## TEXT EXCERPT
---

With over 2,000 new prisoners taken in Louisiana on April 8 and 9, 1864, at the battles of Mansfield, and Pleasant Hill, the stockade was quadrupled in size. Among those imprisoned there following these battles were 17 members of the 47th Pennsylvania Infantry Regiment, the only regiment from the Commonwealth of Pennsylvania to fight in the Union's 1864 Red River Campaign across Louisiana and the only regiment from the Keystone State to have men imprisoned at Camp Ford. With more prisoners captured in Arkansas, the prison's population peaked at about 5,000 in July 1864. The population was reduced by exchanges in July and October 1864, and again in February 1865. The last 1,761 prisoners were exchanged on May 22, 1865.

== Camp layout ==

Sketches of Camp Ford drawn by James S. McClain between May 3, 1864, and May 27, 1865

 Multiple Union soldiers who were held as POWs at Camp Ford documented their confinement through diaries kept during their time there. One such diary was created by James S. McClain, who had been captured on May 3, 1864, and was held until the final exchange of prisoners on May 27, 1865. Included in McClain's documentation were sketches of various buildings and other aspects of the camp.

---

## EXCERPTED RECORDS
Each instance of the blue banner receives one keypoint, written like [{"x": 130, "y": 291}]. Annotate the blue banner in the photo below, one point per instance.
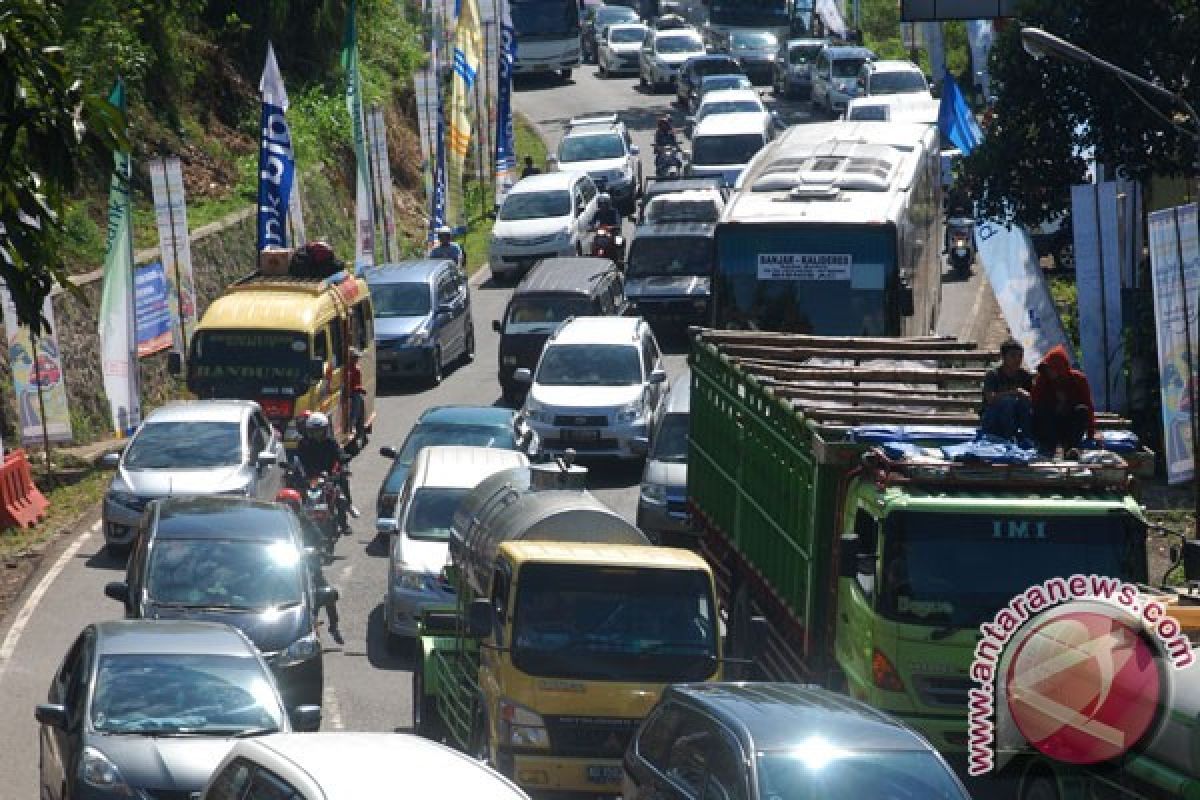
[{"x": 153, "y": 308}]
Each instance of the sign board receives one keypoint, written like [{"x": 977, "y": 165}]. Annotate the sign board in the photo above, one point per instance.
[{"x": 912, "y": 11}]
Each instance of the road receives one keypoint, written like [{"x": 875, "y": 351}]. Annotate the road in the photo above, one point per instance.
[{"x": 367, "y": 689}]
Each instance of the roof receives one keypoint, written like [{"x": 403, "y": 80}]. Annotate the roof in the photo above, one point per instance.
[
  {"x": 353, "y": 765},
  {"x": 781, "y": 716},
  {"x": 215, "y": 410},
  {"x": 460, "y": 465},
  {"x": 169, "y": 637},
  {"x": 592, "y": 330},
  {"x": 570, "y": 274},
  {"x": 417, "y": 270},
  {"x": 497, "y": 415},
  {"x": 222, "y": 517},
  {"x": 628, "y": 555}
]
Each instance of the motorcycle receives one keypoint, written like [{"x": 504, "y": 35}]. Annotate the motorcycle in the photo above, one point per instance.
[{"x": 961, "y": 244}]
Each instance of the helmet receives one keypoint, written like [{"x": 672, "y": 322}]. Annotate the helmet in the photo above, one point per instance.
[{"x": 317, "y": 427}]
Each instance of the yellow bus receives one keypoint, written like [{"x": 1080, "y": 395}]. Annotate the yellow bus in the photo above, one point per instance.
[{"x": 285, "y": 342}]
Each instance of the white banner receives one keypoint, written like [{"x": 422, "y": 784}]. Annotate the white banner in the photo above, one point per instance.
[
  {"x": 1175, "y": 270},
  {"x": 174, "y": 246},
  {"x": 1097, "y": 248},
  {"x": 1015, "y": 276}
]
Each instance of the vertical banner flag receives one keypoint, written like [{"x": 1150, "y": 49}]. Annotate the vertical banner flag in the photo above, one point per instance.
[
  {"x": 1013, "y": 271},
  {"x": 153, "y": 308},
  {"x": 118, "y": 338},
  {"x": 505, "y": 143},
  {"x": 466, "y": 67},
  {"x": 364, "y": 208},
  {"x": 1175, "y": 271},
  {"x": 276, "y": 162},
  {"x": 175, "y": 246},
  {"x": 36, "y": 364}
]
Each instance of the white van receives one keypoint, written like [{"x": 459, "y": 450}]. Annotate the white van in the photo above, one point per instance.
[
  {"x": 723, "y": 144},
  {"x": 420, "y": 543}
]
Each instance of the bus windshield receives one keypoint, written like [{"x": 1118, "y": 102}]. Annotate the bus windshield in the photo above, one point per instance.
[{"x": 1006, "y": 554}]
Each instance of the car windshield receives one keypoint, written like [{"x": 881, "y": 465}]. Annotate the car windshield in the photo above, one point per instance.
[
  {"x": 730, "y": 149},
  {"x": 673, "y": 256},
  {"x": 627, "y": 35},
  {"x": 817, "y": 770},
  {"x": 676, "y": 44},
  {"x": 591, "y": 365},
  {"x": 1005, "y": 553},
  {"x": 183, "y": 695},
  {"x": 847, "y": 67},
  {"x": 535, "y": 205},
  {"x": 432, "y": 511},
  {"x": 239, "y": 575},
  {"x": 613, "y": 624},
  {"x": 671, "y": 439},
  {"x": 592, "y": 148},
  {"x": 898, "y": 83},
  {"x": 185, "y": 445},
  {"x": 400, "y": 299},
  {"x": 544, "y": 313}
]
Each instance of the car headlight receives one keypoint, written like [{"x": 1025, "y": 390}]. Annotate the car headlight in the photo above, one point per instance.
[
  {"x": 654, "y": 494},
  {"x": 303, "y": 649},
  {"x": 96, "y": 770},
  {"x": 521, "y": 727}
]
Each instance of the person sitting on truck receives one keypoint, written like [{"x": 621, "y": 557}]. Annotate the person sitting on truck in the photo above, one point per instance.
[
  {"x": 1063, "y": 411},
  {"x": 1007, "y": 404}
]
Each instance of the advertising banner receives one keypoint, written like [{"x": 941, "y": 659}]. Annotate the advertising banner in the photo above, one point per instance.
[
  {"x": 153, "y": 308},
  {"x": 175, "y": 248},
  {"x": 1175, "y": 272},
  {"x": 36, "y": 365}
]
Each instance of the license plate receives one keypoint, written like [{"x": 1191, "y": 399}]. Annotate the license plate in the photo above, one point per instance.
[{"x": 604, "y": 775}]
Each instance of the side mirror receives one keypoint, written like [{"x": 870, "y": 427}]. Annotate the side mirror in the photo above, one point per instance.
[
  {"x": 479, "y": 618},
  {"x": 118, "y": 590},
  {"x": 52, "y": 715},
  {"x": 305, "y": 717}
]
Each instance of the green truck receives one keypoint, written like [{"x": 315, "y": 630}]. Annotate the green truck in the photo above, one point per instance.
[{"x": 876, "y": 571}]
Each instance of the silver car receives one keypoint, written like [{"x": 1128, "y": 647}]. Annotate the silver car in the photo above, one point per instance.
[
  {"x": 191, "y": 447},
  {"x": 663, "y": 499}
]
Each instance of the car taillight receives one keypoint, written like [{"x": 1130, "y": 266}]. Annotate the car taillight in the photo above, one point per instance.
[{"x": 883, "y": 674}]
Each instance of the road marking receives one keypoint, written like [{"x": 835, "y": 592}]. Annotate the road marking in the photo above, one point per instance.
[
  {"x": 27, "y": 612},
  {"x": 333, "y": 711}
]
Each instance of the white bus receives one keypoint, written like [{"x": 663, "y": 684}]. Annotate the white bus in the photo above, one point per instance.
[{"x": 835, "y": 228}]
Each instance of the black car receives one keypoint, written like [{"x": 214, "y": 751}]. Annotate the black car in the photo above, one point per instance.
[
  {"x": 760, "y": 741},
  {"x": 701, "y": 66},
  {"x": 555, "y": 290},
  {"x": 239, "y": 561},
  {"x": 149, "y": 708},
  {"x": 669, "y": 275}
]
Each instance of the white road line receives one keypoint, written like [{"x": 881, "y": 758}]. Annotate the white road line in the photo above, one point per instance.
[
  {"x": 333, "y": 711},
  {"x": 27, "y": 612}
]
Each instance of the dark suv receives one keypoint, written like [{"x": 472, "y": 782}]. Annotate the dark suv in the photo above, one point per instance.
[
  {"x": 754, "y": 741},
  {"x": 239, "y": 561}
]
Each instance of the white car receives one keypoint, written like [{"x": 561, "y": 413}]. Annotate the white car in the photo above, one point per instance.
[
  {"x": 664, "y": 53},
  {"x": 618, "y": 49},
  {"x": 352, "y": 767},
  {"x": 598, "y": 388},
  {"x": 541, "y": 216}
]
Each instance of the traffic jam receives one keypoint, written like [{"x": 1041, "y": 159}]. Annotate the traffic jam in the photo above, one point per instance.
[{"x": 865, "y": 560}]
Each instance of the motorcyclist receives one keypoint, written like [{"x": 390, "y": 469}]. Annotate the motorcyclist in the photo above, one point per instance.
[{"x": 319, "y": 452}]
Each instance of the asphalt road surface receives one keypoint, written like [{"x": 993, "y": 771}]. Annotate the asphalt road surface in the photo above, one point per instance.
[{"x": 367, "y": 689}]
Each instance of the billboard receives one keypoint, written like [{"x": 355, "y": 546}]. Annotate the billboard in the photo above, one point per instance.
[{"x": 913, "y": 11}]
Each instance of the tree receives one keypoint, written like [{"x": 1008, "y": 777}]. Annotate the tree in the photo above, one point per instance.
[
  {"x": 45, "y": 118},
  {"x": 1049, "y": 113}
]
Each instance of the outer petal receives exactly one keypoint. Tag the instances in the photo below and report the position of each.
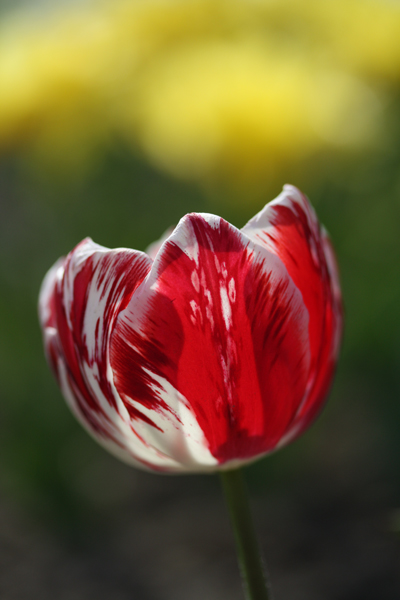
(217, 335)
(289, 228)
(80, 299)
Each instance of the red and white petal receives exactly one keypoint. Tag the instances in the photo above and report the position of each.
(215, 342)
(153, 249)
(79, 301)
(289, 228)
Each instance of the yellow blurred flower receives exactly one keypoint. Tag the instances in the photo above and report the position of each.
(224, 92)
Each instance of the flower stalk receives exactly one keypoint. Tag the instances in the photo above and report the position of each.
(251, 565)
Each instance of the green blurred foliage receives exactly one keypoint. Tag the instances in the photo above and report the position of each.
(48, 462)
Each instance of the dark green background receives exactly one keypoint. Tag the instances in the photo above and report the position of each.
(326, 507)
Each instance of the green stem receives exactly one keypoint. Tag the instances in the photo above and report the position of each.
(249, 557)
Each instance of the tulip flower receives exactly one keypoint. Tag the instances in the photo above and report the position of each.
(217, 350)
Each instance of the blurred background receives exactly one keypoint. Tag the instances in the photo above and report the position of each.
(118, 117)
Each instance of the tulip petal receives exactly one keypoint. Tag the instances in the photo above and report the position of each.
(218, 334)
(79, 301)
(289, 228)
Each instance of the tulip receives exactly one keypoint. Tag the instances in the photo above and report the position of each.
(216, 348)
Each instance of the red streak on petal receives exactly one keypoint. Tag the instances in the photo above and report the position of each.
(227, 331)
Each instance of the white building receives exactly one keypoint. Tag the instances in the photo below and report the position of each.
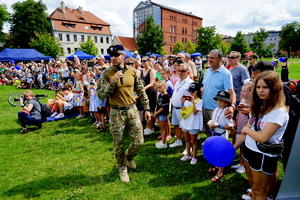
(73, 26)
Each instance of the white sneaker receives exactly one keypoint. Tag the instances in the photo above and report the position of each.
(60, 115)
(161, 145)
(177, 143)
(186, 157)
(194, 161)
(54, 114)
(240, 170)
(149, 132)
(236, 166)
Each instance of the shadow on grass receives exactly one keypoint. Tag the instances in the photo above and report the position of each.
(36, 188)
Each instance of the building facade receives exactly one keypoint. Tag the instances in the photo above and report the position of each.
(73, 26)
(176, 25)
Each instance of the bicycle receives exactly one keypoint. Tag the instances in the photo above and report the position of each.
(14, 98)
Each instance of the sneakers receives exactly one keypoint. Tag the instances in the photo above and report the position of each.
(236, 166)
(123, 175)
(194, 161)
(177, 143)
(148, 131)
(160, 145)
(54, 114)
(60, 115)
(240, 170)
(186, 157)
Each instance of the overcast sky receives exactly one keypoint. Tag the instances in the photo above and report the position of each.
(229, 16)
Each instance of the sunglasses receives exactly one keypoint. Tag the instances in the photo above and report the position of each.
(115, 54)
(182, 71)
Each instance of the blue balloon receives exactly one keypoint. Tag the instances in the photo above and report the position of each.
(218, 151)
(282, 59)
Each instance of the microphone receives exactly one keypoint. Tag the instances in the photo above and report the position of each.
(121, 78)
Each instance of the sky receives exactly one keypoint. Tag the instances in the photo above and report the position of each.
(229, 16)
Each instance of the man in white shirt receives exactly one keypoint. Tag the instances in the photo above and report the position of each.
(181, 88)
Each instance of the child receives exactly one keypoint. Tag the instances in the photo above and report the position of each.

---

## TASK OBJECTIVE
Reproduce the Camp Ford text word for word, starting at the words "With over 2,000" and stopping after "May 22, 1865.". The material comes from a different source than the Camp Ford text.

## ANSWER
With over 2,000 new prisoners taken in Louisiana on April 8 and 9, 1864, at the battles of Mansfield, and Pleasant Hill, the stockade was quadrupled in size. Among those imprisoned there following these battles were 17 members of the 47th Pennsylvania Infantry Regiment, the only regiment from the Commonwealth of Pennsylvania to fight in the Union's 1864 Red River Campaign across Louisiana and the only regiment from the Keystone State to have men imprisoned at Camp Ford. With more prisoners captured in Arkansas, the prison's population peaked at about 5,000 in July 1864. The population was reduced by exchanges in July and October 1864, and again in February 1865. The last 1,761 prisoners were exchanged on May 22, 1865.